◆ **Directions**: Output as a JSON list of strings every line of the entries from the line containing "Given the photograph above, point out the wooden plank" down to the end of the entries, one string per line and blank lines left out.
===== Dataset rows
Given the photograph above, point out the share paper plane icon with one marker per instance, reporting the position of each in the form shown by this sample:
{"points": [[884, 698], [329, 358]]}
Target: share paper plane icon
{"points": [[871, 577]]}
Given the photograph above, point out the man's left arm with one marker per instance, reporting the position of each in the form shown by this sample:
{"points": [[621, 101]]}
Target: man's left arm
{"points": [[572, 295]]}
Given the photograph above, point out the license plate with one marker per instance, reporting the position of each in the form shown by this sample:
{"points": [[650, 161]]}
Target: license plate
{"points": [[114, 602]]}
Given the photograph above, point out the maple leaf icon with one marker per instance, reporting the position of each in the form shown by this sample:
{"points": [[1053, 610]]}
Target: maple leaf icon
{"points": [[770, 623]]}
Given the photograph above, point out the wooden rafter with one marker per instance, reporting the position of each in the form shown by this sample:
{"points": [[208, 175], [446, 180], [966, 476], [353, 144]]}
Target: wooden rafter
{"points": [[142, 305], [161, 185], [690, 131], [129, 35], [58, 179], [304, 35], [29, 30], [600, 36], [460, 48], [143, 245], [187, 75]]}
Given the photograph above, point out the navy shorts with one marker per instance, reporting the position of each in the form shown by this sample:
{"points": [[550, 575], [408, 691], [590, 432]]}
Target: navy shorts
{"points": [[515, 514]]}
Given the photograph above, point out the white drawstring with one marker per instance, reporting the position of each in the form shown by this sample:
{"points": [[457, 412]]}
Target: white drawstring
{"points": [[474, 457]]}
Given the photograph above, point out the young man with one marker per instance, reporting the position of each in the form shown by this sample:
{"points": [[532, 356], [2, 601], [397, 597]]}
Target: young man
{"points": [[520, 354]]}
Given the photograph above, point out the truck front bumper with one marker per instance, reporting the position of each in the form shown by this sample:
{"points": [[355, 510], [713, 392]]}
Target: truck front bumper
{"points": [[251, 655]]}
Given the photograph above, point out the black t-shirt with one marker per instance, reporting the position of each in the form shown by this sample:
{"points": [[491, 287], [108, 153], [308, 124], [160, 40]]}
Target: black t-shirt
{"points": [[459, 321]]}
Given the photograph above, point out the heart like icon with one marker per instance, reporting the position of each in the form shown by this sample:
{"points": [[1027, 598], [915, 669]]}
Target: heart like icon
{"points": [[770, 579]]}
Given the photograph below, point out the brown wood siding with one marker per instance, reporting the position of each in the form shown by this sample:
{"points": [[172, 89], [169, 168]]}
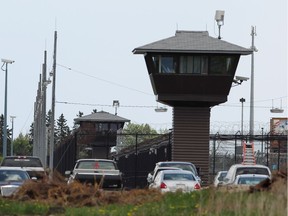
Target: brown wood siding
{"points": [[190, 141]]}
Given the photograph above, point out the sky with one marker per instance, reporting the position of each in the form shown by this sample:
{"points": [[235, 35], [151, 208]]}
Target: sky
{"points": [[95, 63]]}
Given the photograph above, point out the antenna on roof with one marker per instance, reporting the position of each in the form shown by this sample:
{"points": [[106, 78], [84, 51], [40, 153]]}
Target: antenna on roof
{"points": [[219, 18]]}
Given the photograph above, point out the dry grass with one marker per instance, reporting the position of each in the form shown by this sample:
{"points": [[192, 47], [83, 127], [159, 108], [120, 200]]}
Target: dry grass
{"points": [[56, 192], [267, 198]]}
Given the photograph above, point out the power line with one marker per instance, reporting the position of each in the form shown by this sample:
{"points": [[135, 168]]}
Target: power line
{"points": [[104, 105], [103, 80]]}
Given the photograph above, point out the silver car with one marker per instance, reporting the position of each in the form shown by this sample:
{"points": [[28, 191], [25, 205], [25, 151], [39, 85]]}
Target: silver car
{"points": [[175, 180], [250, 179]]}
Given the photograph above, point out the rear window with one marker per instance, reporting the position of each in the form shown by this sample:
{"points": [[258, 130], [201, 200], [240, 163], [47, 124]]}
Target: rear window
{"points": [[252, 170], [251, 180], [22, 162], [178, 177], [96, 165], [187, 167]]}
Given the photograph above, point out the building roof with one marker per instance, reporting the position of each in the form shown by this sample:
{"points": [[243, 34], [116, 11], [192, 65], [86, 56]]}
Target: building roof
{"points": [[192, 42], [101, 117]]}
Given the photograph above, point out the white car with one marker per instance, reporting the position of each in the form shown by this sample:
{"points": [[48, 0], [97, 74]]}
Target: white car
{"points": [[250, 179], [219, 177], [151, 176], [175, 180], [181, 165], [240, 169], [11, 178]]}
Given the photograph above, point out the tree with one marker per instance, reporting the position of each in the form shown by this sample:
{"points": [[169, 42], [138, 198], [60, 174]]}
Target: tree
{"points": [[22, 145], [62, 130]]}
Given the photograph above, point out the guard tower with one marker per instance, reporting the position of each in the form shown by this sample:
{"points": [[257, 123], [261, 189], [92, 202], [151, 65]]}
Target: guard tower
{"points": [[191, 72]]}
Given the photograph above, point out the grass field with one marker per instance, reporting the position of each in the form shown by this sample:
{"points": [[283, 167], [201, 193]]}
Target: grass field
{"points": [[58, 199]]}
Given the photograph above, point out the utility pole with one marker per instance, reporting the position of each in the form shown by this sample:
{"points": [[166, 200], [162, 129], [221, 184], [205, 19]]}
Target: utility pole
{"points": [[53, 108], [251, 129], [43, 113], [12, 139], [242, 100], [5, 62]]}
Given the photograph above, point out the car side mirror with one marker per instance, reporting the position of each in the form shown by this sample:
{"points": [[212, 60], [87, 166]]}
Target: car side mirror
{"points": [[68, 172], [149, 178]]}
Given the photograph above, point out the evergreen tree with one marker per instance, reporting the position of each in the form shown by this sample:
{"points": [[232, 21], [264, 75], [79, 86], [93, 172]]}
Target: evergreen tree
{"points": [[62, 130]]}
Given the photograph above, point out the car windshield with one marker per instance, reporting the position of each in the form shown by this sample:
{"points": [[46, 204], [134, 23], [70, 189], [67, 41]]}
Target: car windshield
{"points": [[96, 165], [22, 162], [13, 175], [182, 166], [252, 170], [250, 180], [222, 176], [178, 177]]}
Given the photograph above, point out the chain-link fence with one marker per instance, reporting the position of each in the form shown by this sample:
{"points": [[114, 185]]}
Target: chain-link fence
{"points": [[136, 154]]}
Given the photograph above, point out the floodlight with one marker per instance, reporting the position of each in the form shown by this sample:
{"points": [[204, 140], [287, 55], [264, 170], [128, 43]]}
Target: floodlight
{"points": [[219, 18]]}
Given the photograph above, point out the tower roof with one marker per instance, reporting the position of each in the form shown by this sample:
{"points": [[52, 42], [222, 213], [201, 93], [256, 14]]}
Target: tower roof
{"points": [[192, 42]]}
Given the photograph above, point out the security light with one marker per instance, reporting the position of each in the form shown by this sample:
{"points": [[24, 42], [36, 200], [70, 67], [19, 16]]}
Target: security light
{"points": [[219, 18], [7, 61]]}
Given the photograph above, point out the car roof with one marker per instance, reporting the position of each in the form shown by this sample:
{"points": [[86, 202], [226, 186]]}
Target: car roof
{"points": [[176, 171], [174, 162], [12, 168], [168, 168], [89, 159], [251, 175], [249, 165]]}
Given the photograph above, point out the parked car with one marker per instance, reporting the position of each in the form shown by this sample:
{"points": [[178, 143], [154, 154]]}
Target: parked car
{"points": [[103, 172], [178, 164], [239, 169], [31, 164], [175, 180], [250, 179], [219, 177], [11, 179], [152, 175]]}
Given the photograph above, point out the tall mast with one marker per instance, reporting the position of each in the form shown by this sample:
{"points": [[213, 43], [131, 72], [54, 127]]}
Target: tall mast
{"points": [[251, 132], [51, 159]]}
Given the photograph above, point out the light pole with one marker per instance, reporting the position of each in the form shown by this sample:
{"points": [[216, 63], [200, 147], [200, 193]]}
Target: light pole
{"points": [[5, 62], [116, 104], [242, 100], [12, 139], [253, 33]]}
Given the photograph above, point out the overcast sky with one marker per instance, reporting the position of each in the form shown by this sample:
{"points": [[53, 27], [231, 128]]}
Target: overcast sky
{"points": [[96, 64]]}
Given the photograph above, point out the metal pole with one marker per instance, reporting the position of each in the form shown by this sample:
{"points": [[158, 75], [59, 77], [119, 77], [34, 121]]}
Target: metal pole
{"points": [[242, 100], [262, 144], [251, 132], [53, 109], [12, 139], [5, 116], [43, 113], [5, 62]]}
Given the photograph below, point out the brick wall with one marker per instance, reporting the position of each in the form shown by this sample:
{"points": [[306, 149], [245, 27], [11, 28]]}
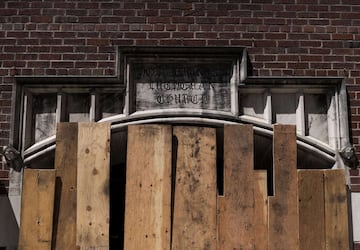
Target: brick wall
{"points": [[310, 38]]}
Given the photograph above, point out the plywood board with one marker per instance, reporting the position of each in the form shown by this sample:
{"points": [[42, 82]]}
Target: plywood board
{"points": [[93, 212], [261, 209], [237, 207], [148, 187], [336, 210], [311, 209], [194, 219], [37, 208], [64, 236], [283, 206]]}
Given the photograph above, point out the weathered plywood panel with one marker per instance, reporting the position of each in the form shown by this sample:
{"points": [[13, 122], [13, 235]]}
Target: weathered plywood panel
{"points": [[261, 209], [283, 206], [237, 207], [311, 209], [148, 187], [64, 236], [37, 208], [336, 210], [194, 219], [93, 212]]}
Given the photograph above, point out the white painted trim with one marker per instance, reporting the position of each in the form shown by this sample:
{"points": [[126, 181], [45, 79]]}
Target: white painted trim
{"points": [[300, 114]]}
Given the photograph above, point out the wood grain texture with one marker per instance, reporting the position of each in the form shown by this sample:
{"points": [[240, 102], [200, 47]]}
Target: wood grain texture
{"points": [[194, 219], [283, 206], [93, 211], [261, 209], [148, 187], [237, 207], [37, 208], [336, 210], [311, 209], [64, 236]]}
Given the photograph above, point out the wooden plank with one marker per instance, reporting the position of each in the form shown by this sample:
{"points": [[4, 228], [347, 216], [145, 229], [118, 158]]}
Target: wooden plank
{"points": [[237, 208], [336, 210], [93, 211], [194, 219], [311, 209], [261, 209], [37, 208], [148, 187], [64, 236], [283, 206]]}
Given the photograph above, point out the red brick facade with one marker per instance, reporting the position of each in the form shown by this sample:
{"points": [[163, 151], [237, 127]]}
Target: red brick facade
{"points": [[316, 38], [310, 38]]}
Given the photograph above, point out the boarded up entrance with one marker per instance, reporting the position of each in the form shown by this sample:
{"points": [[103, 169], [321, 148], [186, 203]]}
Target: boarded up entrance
{"points": [[172, 198]]}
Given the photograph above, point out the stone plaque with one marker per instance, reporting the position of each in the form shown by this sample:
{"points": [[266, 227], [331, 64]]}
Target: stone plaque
==========
◆ **Correct response**:
[
  "Given the photograph above, point out the wooden plank with one marker per instance, reporting the position of each in the form shown by this sample:",
  "{\"points\": [[4, 228], [347, 216], [145, 229], [118, 158]]}",
  "Target: wooden plank",
  "{\"points\": [[237, 208], [336, 210], [93, 211], [194, 219], [311, 209], [261, 209], [37, 208], [148, 187], [64, 236], [283, 206]]}",
  "Given the photograph above, point out the red brick facade with one marker per instance, reporting the position of each in the form shown by this sample:",
  "{\"points\": [[163, 151], [237, 127]]}",
  "Target: red brick facade",
  "{\"points\": [[316, 38], [310, 38]]}",
  "Given the photograph above, point out the boarded up entrance with one marker per instance, reporting the position of each in the form shown by this sample:",
  "{\"points\": [[103, 169], [321, 148], [186, 203]]}",
  "Target: boarded up entrance",
  "{\"points\": [[172, 198]]}",
  "Given the photograph above, point out the stone plaque with one marker per instance, reporting the position of each in the form shown by this sample:",
  "{\"points\": [[266, 227], [331, 64]]}",
  "Target: stone plaque"
]